企業ホームページのほか、EDINET等の電子開示システムでも有価証券報告書を閲覧できます。職務経歴書に記載する際は「◯◯億円(2023年3月期実績)」といった形で、いつのデータなのか一目見てわかるようにしましょう。
従業員数
従業員数は、企業規模がよりわかりやすくなる項目です。職種や業務内容の記載が同じでも、従業員数が大きく違う会社では事業スケールや業務の担当範囲もかなり異なってきます。自分が実際に行ってきた仕事と採用担当者のイメージとの間にできるだけ乖離がないよう、従業員数も記載するようにしましょう。
資本金
売上高と同様に、事業の規模感に関わる項目です。一般的に資本金は金額が大きければ大きいほど企業としての信頼度が高くなり、安定した経営体力を有していると見なされます。企業ホームページの会社概要などで調べて、「資本金:◯億円」といった形で記載しましょう。
主要取引先
主要取引先の業種や規模から採用担当者が事業イメージをつかみやすくなることがあるため、こちらも関連情報としてできる限り盛り込むといいでしょう。転職しようとしている会社と繋がりがあれば面接で話題にのぼったり、選考で有利になったりする可能性もあります。


職務経歴書に事業内容を書くときの注意点
職務経歴書の事業内容は非常に重要な情報であるため、書き方には注意が必要です。不適切な書き方をすれば、採用担当者の印象を悪くしてしまう恐れがあります。本章では、職務経歴書で事業内容を書く際の注意点を解説します。それぞれを念頭に置いたうえで、わかりやすい職務経歴書を作成するようにしましょう。

作業内容
A - 職務経歴書についての文章をもとに、次の問いに答えてください。
(i) 有価証券報告書は、企業ホームページのほかにどこで閲覧できるとされていますか。
(ii) 資本金は何で調べるよう勧められていますか。
(iii) 転職しようとしている会社と主要取引先に繋がりがあると、どのような可能性があるとされていますか。
B - 職務経歴書の書き方についての文章を、最後の文の後から書き継いでください。

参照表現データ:
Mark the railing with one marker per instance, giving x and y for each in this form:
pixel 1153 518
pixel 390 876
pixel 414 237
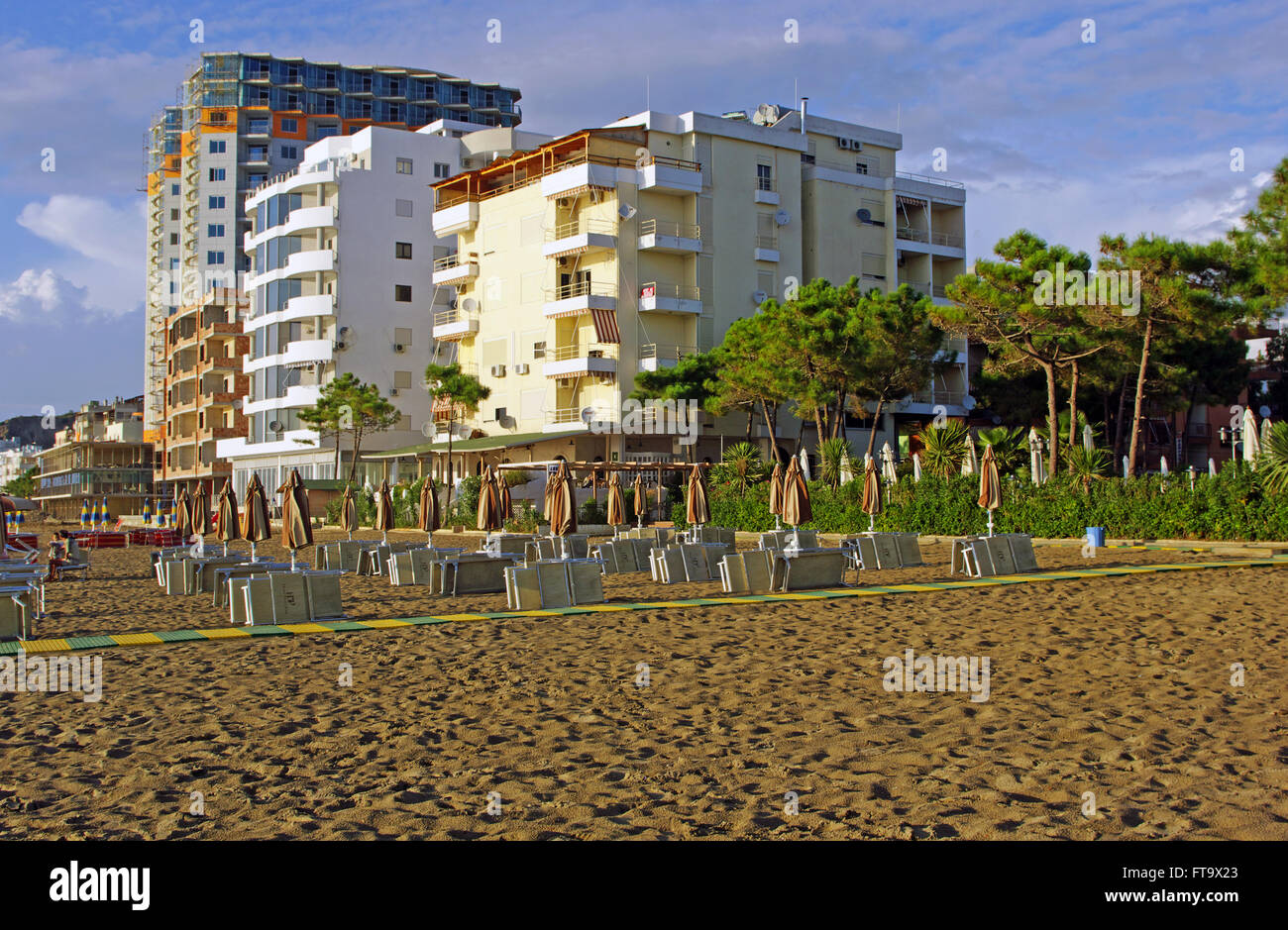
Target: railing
pixel 581 288
pixel 562 354
pixel 454 260
pixel 925 179
pixel 665 351
pixel 581 226
pixel 656 227
pixel 445 197
pixel 664 290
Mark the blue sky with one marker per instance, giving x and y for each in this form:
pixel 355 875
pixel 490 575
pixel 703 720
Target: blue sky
pixel 1070 140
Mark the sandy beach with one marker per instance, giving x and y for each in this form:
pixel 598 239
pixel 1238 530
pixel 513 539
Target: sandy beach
pixel 1117 685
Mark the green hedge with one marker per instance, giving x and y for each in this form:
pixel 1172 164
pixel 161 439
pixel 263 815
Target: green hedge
pixel 1231 506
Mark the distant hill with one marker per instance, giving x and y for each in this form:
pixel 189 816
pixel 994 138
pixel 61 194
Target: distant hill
pixel 27 429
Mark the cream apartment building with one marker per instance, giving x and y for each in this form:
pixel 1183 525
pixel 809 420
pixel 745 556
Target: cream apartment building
pixel 617 250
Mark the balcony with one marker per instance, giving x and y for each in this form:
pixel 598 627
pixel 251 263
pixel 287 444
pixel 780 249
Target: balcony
pixel 765 248
pixel 765 191
pixel 455 324
pixel 563 419
pixel 674 239
pixel 580 237
pixel 670 175
pixel 580 361
pixel 455 217
pixel 662 298
pixel 655 356
pixel 583 296
pixel 451 269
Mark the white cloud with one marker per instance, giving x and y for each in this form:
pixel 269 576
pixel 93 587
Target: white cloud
pixel 47 296
pixel 89 226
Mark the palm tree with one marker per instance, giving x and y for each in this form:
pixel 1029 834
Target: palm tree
pixel 944 449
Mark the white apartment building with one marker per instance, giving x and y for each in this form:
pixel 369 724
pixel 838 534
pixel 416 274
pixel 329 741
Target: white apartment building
pixel 342 252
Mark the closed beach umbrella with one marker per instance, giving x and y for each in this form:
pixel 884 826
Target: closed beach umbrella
pixel 871 493
pixel 384 510
pixel 489 508
pixel 776 493
pixel 562 502
pixel 429 517
pixel 200 515
pixel 990 485
pixel 697 510
pixel 256 526
pixel 183 513
pixel 797 506
pixel 888 471
pixel 640 498
pixel 1250 441
pixel 502 496
pixel 296 526
pixel 616 501
pixel 348 511
pixel 230 527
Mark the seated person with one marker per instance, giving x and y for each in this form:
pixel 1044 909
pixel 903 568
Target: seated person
pixel 56 558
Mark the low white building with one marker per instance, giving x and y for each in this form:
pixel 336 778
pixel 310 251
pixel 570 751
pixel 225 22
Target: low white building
pixel 342 254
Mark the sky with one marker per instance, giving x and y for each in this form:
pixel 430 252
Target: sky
pixel 1129 133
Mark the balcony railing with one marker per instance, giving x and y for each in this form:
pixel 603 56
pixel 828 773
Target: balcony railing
pixel 661 227
pixel 562 354
pixel 925 179
pixel 581 288
pixel 664 290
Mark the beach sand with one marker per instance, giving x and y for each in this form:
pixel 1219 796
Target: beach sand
pixel 1117 685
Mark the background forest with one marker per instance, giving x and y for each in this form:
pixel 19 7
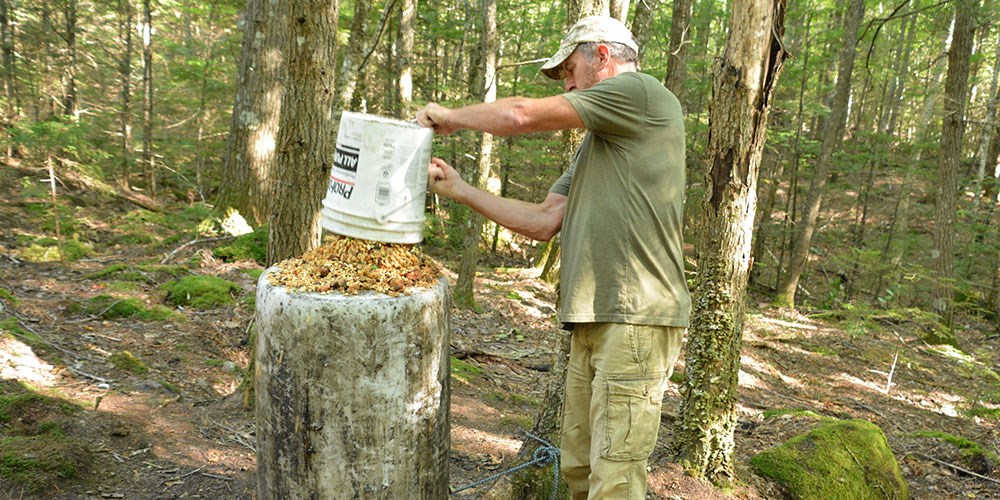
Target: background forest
pixel 138 97
pixel 140 142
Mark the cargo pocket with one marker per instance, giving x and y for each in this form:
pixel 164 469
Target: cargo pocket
pixel 631 417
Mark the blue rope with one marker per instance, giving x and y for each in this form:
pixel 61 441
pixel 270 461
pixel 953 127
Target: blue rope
pixel 543 455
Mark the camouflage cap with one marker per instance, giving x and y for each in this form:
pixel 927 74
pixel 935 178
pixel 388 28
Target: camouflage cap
pixel 586 30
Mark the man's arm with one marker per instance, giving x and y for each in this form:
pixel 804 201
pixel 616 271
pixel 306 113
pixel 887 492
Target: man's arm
pixel 539 221
pixel 508 116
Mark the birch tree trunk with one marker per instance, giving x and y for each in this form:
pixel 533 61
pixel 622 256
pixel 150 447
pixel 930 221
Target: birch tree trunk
pixel 464 291
pixel 743 82
pixel 148 161
pixel 835 124
pixel 347 79
pixel 10 111
pixel 70 101
pixel 407 26
pixel 305 130
pixel 247 168
pixel 955 88
pixel 125 93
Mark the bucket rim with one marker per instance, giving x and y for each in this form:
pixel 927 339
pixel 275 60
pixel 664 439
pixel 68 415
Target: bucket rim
pixel 383 119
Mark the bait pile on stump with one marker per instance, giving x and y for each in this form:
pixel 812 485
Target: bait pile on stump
pixel 348 266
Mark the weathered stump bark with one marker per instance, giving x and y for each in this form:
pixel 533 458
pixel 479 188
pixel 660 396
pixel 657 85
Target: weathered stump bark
pixel 352 394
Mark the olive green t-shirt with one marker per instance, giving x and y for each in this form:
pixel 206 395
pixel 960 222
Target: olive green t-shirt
pixel 621 234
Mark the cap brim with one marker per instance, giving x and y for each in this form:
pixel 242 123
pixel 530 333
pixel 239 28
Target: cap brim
pixel 553 67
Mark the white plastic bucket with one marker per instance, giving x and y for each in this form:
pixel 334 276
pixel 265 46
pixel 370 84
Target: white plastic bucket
pixel 378 181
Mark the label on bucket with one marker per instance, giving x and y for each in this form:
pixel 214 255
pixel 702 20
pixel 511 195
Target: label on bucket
pixel 378 181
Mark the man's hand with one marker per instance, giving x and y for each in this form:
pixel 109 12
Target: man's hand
pixel 444 180
pixel 436 117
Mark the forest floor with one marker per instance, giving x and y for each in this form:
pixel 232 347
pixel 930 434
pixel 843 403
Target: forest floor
pixel 178 429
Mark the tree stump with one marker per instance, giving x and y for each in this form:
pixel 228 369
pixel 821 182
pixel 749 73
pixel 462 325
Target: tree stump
pixel 352 394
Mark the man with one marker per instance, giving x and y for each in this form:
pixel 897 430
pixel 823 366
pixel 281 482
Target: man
pixel 620 211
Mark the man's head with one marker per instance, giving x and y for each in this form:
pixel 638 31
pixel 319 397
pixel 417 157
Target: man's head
pixel 590 39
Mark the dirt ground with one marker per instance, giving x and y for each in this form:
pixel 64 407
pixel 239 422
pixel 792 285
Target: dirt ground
pixel 180 430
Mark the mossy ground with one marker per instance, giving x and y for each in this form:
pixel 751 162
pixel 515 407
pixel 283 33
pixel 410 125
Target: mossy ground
pixel 200 292
pixel 35 451
pixel 841 459
pixel 112 307
pixel 126 361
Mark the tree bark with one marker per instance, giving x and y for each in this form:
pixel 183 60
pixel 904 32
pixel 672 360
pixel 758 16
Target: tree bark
pixel 10 111
pixel 125 94
pixel 464 291
pixel 835 124
pixel 70 101
pixel 148 160
pixel 354 52
pixel 641 22
pixel 407 27
pixel 955 88
pixel 618 9
pixel 743 83
pixel 680 25
pixel 247 178
pixel 305 130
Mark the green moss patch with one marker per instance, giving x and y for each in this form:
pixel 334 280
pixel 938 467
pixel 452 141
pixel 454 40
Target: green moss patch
pixel 34 341
pixel 126 361
pixel 111 307
pixel 465 372
pixel 200 292
pixel 144 273
pixel 35 452
pixel 971 451
pixel 843 459
pixel 252 246
pixel 34 462
pixel 7 297
pixel 47 250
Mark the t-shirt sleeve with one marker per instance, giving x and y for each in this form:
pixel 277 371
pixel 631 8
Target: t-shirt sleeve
pixel 561 186
pixel 615 106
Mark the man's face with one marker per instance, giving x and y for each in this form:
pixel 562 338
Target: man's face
pixel 581 72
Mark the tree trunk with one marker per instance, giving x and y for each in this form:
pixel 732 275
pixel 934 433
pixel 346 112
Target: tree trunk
pixel 618 9
pixel 203 112
pixel 834 135
pixel 305 131
pixel 125 75
pixel 10 111
pixel 989 131
pixel 680 24
pixel 347 80
pixel 951 151
pixel 744 80
pixel 407 27
pixel 148 160
pixel 352 395
pixel 641 22
pixel 70 104
pixel 247 179
pixel 464 291
pixel 763 225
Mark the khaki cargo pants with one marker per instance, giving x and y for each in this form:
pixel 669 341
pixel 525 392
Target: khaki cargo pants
pixel 614 390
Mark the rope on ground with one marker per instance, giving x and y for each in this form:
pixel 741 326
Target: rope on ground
pixel 543 455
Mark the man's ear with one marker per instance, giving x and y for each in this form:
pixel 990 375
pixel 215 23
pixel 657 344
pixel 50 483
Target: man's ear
pixel 604 53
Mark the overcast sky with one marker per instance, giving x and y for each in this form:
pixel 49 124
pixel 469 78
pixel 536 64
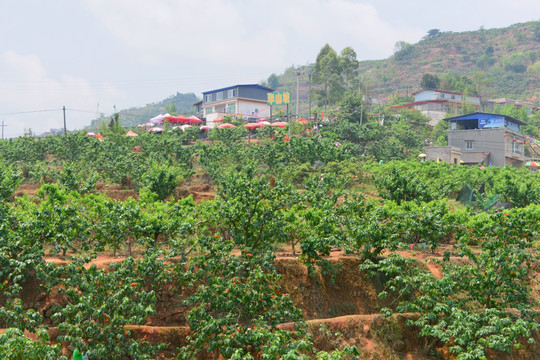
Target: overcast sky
pixel 94 55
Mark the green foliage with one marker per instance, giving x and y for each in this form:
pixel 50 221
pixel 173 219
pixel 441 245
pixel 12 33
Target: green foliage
pixel 15 345
pixel 9 181
pixel 478 304
pixel 400 183
pixel 429 81
pixel 101 303
pixel 161 179
pixel 515 62
pixel 236 310
pixel 248 208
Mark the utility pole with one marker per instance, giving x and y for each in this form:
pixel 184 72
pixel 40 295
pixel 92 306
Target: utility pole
pixel 3 126
pixel 309 94
pixel 65 129
pixel 297 84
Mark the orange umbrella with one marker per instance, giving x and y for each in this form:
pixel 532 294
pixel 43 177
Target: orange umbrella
pixel 131 133
pixel 251 126
pixel 226 126
pixel 180 119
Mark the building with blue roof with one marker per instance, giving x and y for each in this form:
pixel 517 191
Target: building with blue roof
pixel 248 100
pixel 482 138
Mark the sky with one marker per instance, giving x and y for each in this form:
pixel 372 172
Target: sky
pixel 101 56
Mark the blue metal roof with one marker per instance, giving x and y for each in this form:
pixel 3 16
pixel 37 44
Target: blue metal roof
pixel 236 86
pixel 477 115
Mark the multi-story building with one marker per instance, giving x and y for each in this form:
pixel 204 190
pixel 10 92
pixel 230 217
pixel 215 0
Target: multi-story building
pixel 437 104
pixel 244 100
pixel 482 138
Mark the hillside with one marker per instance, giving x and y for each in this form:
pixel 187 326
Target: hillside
pixel 183 103
pixel 502 62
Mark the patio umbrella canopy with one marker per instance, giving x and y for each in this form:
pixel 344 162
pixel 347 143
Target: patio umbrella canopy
pixel 158 119
pixel 180 119
pixel 226 126
pixel 156 130
pixel 251 126
pixel 194 120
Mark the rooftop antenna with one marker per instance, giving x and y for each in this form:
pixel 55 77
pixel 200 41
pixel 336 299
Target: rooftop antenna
pixel 3 126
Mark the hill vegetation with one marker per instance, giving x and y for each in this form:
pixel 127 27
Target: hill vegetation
pixel 502 62
pixel 175 104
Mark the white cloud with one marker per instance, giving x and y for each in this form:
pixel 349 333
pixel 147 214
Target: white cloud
pixel 248 34
pixel 27 96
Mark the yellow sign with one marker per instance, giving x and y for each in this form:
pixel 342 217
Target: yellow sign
pixel 279 97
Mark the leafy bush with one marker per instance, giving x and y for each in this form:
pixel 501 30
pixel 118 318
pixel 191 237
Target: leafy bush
pixel 161 180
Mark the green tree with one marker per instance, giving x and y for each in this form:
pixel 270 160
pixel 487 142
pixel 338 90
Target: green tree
pixel 273 81
pixel 483 301
pixel 327 72
pixel 429 81
pixel 349 66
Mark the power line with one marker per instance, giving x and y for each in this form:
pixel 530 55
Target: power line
pixel 29 112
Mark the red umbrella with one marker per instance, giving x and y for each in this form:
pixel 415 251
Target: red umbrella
pixel 226 126
pixel 194 120
pixel 251 126
pixel 180 119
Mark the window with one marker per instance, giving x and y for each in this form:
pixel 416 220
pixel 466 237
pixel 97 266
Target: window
pixel 515 147
pixel 230 108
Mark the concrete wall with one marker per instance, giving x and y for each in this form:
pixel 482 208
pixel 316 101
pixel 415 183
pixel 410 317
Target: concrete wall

課題別の解答
A -
(i) EDINET等の電子開示システム
(ii) 企業ホームページの会社概要など
(iii) 面接で話題にのぼったり、選考で有利になったりする可能性

B -
簡潔かつ具体的に書く
職務経歴書のメインとなるのはあくまで自身の職務内容やスキル・資格、および自己PRであり、事業内容を長々と書くべきではありません。特に応募者が多い場合、採用担当者はすべての応募書類に目を通すのが難しくなってきます。冗長でポイントがわかりづらい職務経歴書だと、選考を通過しにくくなる恐れがあるでしょう。そのため簡潔に、しかし必要な情報がわかるよう具体的に記載してください。シンプルで見やすいテンプレートがインターネット上では数多く無料提供されているため、これらを利用するのがおすすめです。
なお、転職回数が多い人は、企業情報の項目を絞って見やすくした方がよいケースもあります。ただし、所属していた企業名は省かずにすべて書きましょう。省略すると空白期間が発生するため、面接の場で質問されるケースが多いです。経歴を部分的にでも隠していたと判断されると、採用担当者の心証を悪くしてしまう可能性があります。
専門用語・業界用語の使用は避ける
事業内容に限らず職務経歴書全体に言えることですが、専門用語や業界用語の使用はなるべく避けましょう。特に異業種への転職活動の場合、採用担当者にとって理解しづらくなる恐れがあるからです。自分にとっては使い慣れた言葉だからと多用してしまうと、アピールどころか採用担当者の興味を削いでしまうかもしれません。一般的にわかりやすい言葉に置き換えるか、やむなく使用する場合には注釈などをつけるようにしましょう。採用担当者に必要以上の負荷をかけることのない職務経歴書を作成するよう心がけてください。
守秘義務違反にならないよう注意する
職務経歴書の中では、守秘義務違反にあたる事業内容を書かないようにしてください。一般公開されている情報かどうか、必ず確認しましょう。業務で知り得た社外秘の情報を職務経歴書に記載したことが発覚すると、所属元の企業から訴えられるリスクがあります。加えて採用担当者からも、機密を扱えない人物と判断されてしまうでしょう。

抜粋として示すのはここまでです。